STATED TASK
Pick up the blog post below on Chicago's proposed pension deal and property taxes, and keep writing from its final sentence.

#### GIVEN PASSAGE

Thursday, April 3, 2014

Nails in the Coffin?

HITTING THE DOOR SOON
Attention Dear Chicago Alderman, please be careful what you vote for. The pension fix will have long-term implications for our city and may even be irreversible. Most of you hold your office because of a sincere devotion to what Chicago stands for and because you actually give a damn. The guy that is proposing some of this stuff cares only about packaging a quick fix and hitting the door. He cares not about the lasting effect. Keep that in mind. 

Mayor Rahm Emanuel's proposed pension deal with city unions representing about half of its workforce would cost property owners much more than the city initially admitted, with the city's gross property tax levy destined to rise almost a third by 2020 if the deal is implemented as proposed, city officials now are conceding.
And the proposed agreement does not include the potential cost of deals that have yet to be struck covering city police, firefighters and Chicago Public Schools teachers — or the cost of a recently finalized pact for Chicago Park District workers.
Add all of that together and Chicago's home, office and retail owners could be on the hook to pay hundreds of millions of dollars a year in higher taxes, with at least some impact on the city's business climate.

Related:

The deal announced last night covers about 30 unions which represent non-sworn city personnel, mostly office workers and building trades workers. Some unions, especially those representing laborers and construction workers, have tacitly signed on to the proposal, while others led by the American Federation of State, County and Municipal Employees have vowed to do what they can to block a needed approval in the Illinois General Assembly.
One little piece of good news for Mr. Emanuel: Though the Chicago Teachers Union, in a press alert today, termed the deal a "heist," I have confirmed that the Service Employees International Union will be neutral on the bill.
But even as the unions gripe about reduced benefits their members would be forced to swallow, taxpayers, too, would be really clobbered.
Crain's and other outlets reported this morning that the city's property tax levy would go up $250 million over the next five years to pay for the deal. The figure came from briefings by city officials, officials who stuck with that figure even when repeatedly challenged.
But this morning, citing "confusion" amid a flurry of announcements and briefings, a city spokeswoman conceded that, in fact, the tax hike will generate $750 million in revenue over five years.

########
#### RECORDS SUPPLIED

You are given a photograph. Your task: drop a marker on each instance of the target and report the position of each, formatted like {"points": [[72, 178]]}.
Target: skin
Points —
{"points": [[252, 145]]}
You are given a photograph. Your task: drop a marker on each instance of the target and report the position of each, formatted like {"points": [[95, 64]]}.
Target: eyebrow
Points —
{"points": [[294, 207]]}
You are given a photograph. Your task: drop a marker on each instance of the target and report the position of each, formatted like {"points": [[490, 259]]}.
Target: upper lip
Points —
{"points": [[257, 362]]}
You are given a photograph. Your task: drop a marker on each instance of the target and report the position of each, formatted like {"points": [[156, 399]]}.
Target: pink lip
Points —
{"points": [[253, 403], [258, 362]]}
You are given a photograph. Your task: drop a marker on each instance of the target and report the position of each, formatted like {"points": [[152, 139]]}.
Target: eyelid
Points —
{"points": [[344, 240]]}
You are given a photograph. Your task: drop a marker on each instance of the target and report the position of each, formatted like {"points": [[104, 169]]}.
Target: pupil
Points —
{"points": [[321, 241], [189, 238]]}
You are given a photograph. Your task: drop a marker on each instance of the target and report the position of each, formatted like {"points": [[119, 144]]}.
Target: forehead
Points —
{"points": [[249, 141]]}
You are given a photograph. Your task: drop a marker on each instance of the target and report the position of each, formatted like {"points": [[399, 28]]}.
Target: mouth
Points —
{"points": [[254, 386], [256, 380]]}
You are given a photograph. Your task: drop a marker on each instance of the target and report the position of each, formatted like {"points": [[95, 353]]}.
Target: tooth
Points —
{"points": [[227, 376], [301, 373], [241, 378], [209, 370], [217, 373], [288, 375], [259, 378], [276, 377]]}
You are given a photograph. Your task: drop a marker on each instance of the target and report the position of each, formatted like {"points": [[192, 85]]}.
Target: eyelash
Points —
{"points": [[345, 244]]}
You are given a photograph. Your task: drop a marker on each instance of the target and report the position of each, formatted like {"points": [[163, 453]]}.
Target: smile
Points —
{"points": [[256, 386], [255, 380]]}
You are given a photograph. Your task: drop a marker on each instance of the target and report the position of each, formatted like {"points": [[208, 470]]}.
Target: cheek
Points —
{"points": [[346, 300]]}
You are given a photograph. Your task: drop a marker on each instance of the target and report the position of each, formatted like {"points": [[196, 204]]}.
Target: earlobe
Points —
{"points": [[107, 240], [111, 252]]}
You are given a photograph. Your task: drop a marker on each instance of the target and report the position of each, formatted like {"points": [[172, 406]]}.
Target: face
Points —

########

THE REPLY
Specifically, the city now says, the city's property tax levy will rise $50 million in 2015, and keep rising by an additional $50 million a year over the following four years. Thus, the city's gross property levy will be $50 million higher in fiscal 2015 than it is now, $100 million higher than now in 2016, and so forth, reaching a level $250 million higher than now in five years.
Thus, over the five years cumulatively, the city would pull in $750 million more for worker pensions than now. That's somewhat different from the $250 million tax hike over five years that was widely reported today.
For an average household, that works out to an extra $250 per year by 2020.
CHECKING THE MATH
The new, higher numbers are confirmed by Laurence Msall, president of the watchdog Civic Federation.
"They basically are proposing to increase the property tax level $50 million a year for five years, until they reach the level" demanded by pension-system actuaries. That means, Mr. Msall says, that the city's gross property-tax levy will grow from $801 million this year to $1.051 billion in five years.
A city spokeswoman declined to comment immediately on the potential business impact of hiking taxes that much for these unions, police, firefighters and teachers. The recently agreed-to Park District deal will force it to contribute an additional $50 million a year by 2019, probably all or most of it from property taxes.
In fairness to Mr. Emanuel, taxpayers ought to keep two things in mind.
One, the city's business climate already has suffered from credit downgrades of city debt. Those downgrades by Moody's Investors Service and other firms were based on the city's long-standing failure to deal with its pension woes, a problem that long predates Mr. Emanuel.
Second, the city's share of the total property-tax bill is only about a quarter. Most of the tab comes from Chicago Public Schools, and we don't know yet what it's going to do about its pension problems.
But it's not too early to say this: Clearly a day of reckoning has arrived for Chicago property owners.
1:30 P.M. UPDATE
In an appearance at the 1871 tech startup incubator, Mr. Emanuel argued that the tax hike would have been far larger if the entire load was on taxpayers, rather than being shared with workers. “Workers (will) contribute $300 a year more to their pensions. The homeowner contributes $50 a year more.”
The latter figure, though will increase by $50 a year, hitting $250 a year in 2020.
Mr. Emanuel also argued that the measure will pass constitutional test. “Nobody's benefits gets cut. It continues to grow, but not at the rate it once did.”
My thanks to colleague John Pletz for catching the press conference and the mayor's remarks.
Meanwhile, I hear Mr. Emanuel is seeking to fast track action in Springfield, with a vote maybe yet this week. Keep an eye onS.B. 1922, now in the House and being sponsored by Speaker Michael Madigan, who could amend it at any time.
Follow Greg on Twitter at @GregHinz.

12 comments:

  1. Anonymous4/03/2014

    Mayors office is just a stepping stone. He is a DC type.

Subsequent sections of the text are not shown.